Extracted text »
An acquaintance told the family about the work of Dalmau, who has discovered 11 of the 17 types of autoimmune encephalitides known to date. Gil found his email address online and contacted him to talk about Marta’s case. With that, a new door opened for the Huertas family: “He suggested that my daughter’s doctors contact him, because he was willing to help us,” recalls the mother, moved.
Two months later, they referred Marta to the Sant Joan de Déu hospital. At that time, her mother says, she always needed two people to take care of her: “She was like a baby, had to be fed, had trouble walking, wore a diaper and didn’t speak.” In addition, she would stare catatonically into space, and if she was put in a position, she was unable to change it.
In Barcelona, Marta’s second ailment received a name: she had postherpetic autoimmune encephalitis. This is a complication that occurs in 25% of patients with this type of viral encephalitis and has a mortality rate of approximately 5%. Marta’s body had developed a “misdirected” immune response against NMDA receptors in the brain, which are involved in functions such as learning and memory, explains Dalmau. In these cases the prognosis is even more uncertain, because the brain has already been damaged by the virus, adds Armangué.
She was like a baby, had to be fed, had trouble walking, wore a diaper and didn’t speak”Fuensanta Gil, Marta Huertas' mother
In older children, like Marta, the disease manifests itself through behavioral changes, which made her act in a completely uninhibited and unusual way: “She spent an entire day doing sit-ups in the hospital,” says her mother.
The team decided to try a more aggressive treatment for Marta, who a few months earlier had turned 12 in the ICU. For six months, she received chemotherapy every 21 days at the Alicante hospital under the supervision of Armangué. “After the first session she was already like a different person,” says her father, Kiko Huertas. Marta was already building Lego constructions when they went to the second session. “For us it was spectacular; it was our daughter’s salvation,” say her parents, thrilled.

Data segment »
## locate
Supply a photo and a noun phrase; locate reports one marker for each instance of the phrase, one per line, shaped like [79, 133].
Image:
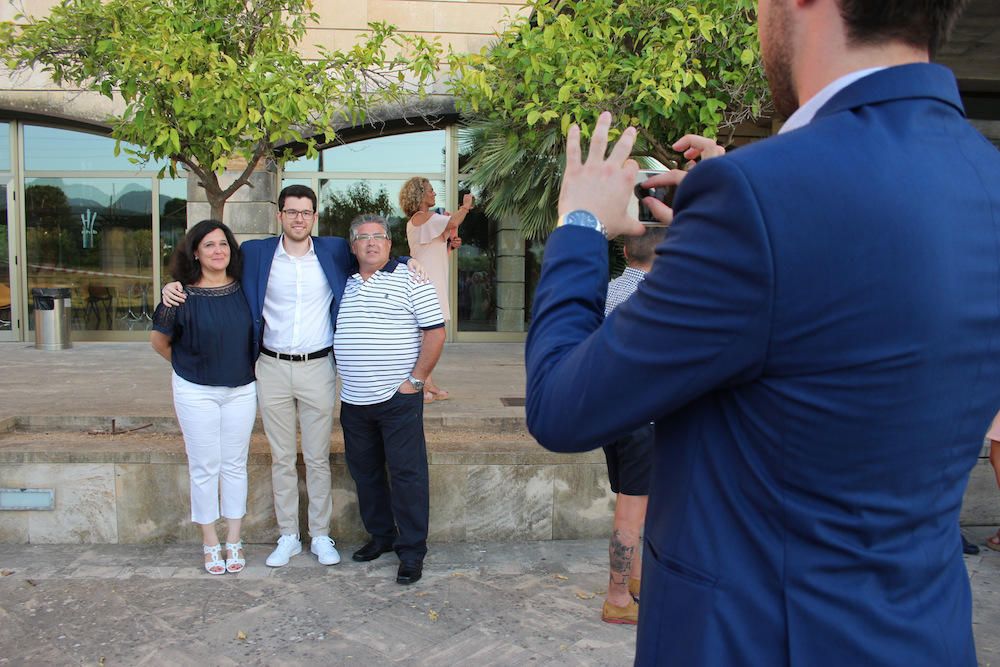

Problem details » Please answer from the article on Marta's illness: how often did Marta receive chemotherapy during her six months of treatment? Leave the lines out of this; they have nothing to do with it.

Answer below » Every 21 days.